▶ Do this
Turn the material below into a JSON list of strings, one string per line, leaving out any blank lines.

BEGIN

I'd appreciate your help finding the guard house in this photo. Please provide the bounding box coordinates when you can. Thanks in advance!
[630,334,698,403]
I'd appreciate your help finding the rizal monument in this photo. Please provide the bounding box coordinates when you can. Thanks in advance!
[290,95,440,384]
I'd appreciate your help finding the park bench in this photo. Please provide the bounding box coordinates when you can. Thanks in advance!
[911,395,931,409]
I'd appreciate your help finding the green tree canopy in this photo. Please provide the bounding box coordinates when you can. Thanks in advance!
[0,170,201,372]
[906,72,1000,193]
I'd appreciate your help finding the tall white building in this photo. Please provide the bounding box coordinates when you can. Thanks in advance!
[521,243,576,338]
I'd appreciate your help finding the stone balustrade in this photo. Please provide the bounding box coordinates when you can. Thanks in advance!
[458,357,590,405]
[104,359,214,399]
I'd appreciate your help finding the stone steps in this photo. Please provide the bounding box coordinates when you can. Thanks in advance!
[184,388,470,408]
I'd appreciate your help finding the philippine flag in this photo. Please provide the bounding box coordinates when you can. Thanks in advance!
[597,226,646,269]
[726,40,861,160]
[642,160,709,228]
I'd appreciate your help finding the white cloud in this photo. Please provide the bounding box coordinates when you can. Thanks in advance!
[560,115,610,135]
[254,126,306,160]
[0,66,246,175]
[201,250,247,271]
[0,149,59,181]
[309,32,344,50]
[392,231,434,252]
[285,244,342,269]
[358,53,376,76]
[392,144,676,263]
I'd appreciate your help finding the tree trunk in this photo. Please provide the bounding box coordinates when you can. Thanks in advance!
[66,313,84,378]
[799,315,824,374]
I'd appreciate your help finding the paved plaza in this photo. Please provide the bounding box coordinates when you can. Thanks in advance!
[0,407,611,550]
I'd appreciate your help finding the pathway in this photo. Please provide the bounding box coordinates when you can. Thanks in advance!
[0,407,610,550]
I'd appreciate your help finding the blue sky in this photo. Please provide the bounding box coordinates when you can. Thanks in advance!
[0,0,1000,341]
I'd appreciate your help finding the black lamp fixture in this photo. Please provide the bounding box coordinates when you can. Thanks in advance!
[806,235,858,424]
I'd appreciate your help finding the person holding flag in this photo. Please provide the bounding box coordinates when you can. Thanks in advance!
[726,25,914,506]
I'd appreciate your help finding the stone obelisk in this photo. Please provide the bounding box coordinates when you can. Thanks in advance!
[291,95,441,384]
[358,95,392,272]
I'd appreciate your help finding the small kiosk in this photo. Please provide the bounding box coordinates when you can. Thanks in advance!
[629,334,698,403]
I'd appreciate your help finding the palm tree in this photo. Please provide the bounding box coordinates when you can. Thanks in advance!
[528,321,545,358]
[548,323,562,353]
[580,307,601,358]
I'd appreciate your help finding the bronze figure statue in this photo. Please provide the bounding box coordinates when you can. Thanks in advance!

END

▶ Solution
[
  "I'd appreciate your help finding the guard house in this photo. Please provide the bounding box coordinates when you can. Thanks in advance!",
  "[630,334,698,403]",
  "I'd appreciate your help finding the rizal monument in this photo. Please provide the bounding box coordinates when you can. Thanks in advance!",
  "[290,95,440,384]",
  "I'd appreciate your help finding the park bench in this photo. Please provide the bounding box coordinates when you can. Thanks in advance!",
  "[911,395,931,409]",
  "I'd appreciate your help finding the green tree canopy in this photo. Please provide the bounding box coordinates when you can. Thanks in advance!",
  "[0,170,201,372]",
  "[906,72,1000,193]",
  "I'd appreciate your help finding the tall white building in this photo. Please provide the bounding box coordinates when you can. Thanks in advance!",
  "[521,243,576,338]",
  "I'd appreciate your help finding the stone balustrade in this photo. Please provide the bounding box coordinates when you can. Thanks in advance!",
  "[458,357,590,405]",
  "[104,359,214,399]",
  "I'd appreciate your help finding the stone steps in this photo. Please provide the bounding box coordinates when you can. Thanks in advance!",
  "[184,388,470,408]",
  "I'd appreciate your help finding the philippine flag in this photo. Please provide the bounding box coordinates when you can. Thanks in advance!",
  "[597,226,646,269]",
  "[726,40,861,160]",
  "[642,160,709,228]",
  "I'd appreciate your help finding the white cloud in this photo. Please provide the bounding box coordinates when you can. Thanks in advance!",
  "[560,115,610,135]",
  "[254,126,306,160]",
  "[0,66,246,175]",
  "[201,250,247,271]",
  "[0,149,59,181]",
  "[309,32,344,50]",
  "[392,231,434,252]",
  "[285,244,342,269]",
  "[358,53,376,76]",
  "[392,144,676,263]",
  "I'd appreciate your help finding the tree trunk in this photo. Please provide the bounding box coordinates when you can. Thanks in advance!",
  "[66,313,84,378]",
  "[799,315,824,374]",
  "I'd appreciate your help finding the paved plaza in this photo. Please provide the bounding box coordinates when you can. Thanks in advance!",
  "[0,407,611,550]",
  "I'd appreciate your help finding the pathway in this photo. Please provide the bounding box coordinates when you can. Thanks in advance!",
  "[0,407,610,550]",
  "I'd appreciate your help finding the blue sky in this photo. Please provide the bounding box coordinates when you can. Thanks in advance!",
  "[0,0,1000,341]",
  "I'd appreciate your help finding the black lamp fixture in this photo. Please provide the bounding box coordinates when you can. Thanks in advance!",
  "[806,235,858,424]",
  "I'd appreciate your help finding the person holding flag in this photo. Please provide the bounding box coordinates when you can. Thanks in advance!",
  "[726,25,914,506]",
  "I'd appreciate your help finding the stone obelisk in this photo. Please provide the bounding box coordinates when you can. Thanks in advance!",
  "[291,95,441,384]",
  "[358,95,392,272]",
  "I'd appreciate your help finding the small kiosk in this photo. Please provide the bounding box coordinates when you can. Thanks in advance!",
  "[629,334,698,403]",
  "I'd appreciate your help finding the palm tree in this photo. Please provide the bounding box coordinates when you can. Thanks in advance!",
  "[528,321,545,358]",
  "[548,323,562,353]",
  "[580,307,601,358]",
  "I'd appreciate your help finding the bronze figure statue in this photo. Please provide the bounding box coordinates when you can. Thanks in advance!"
]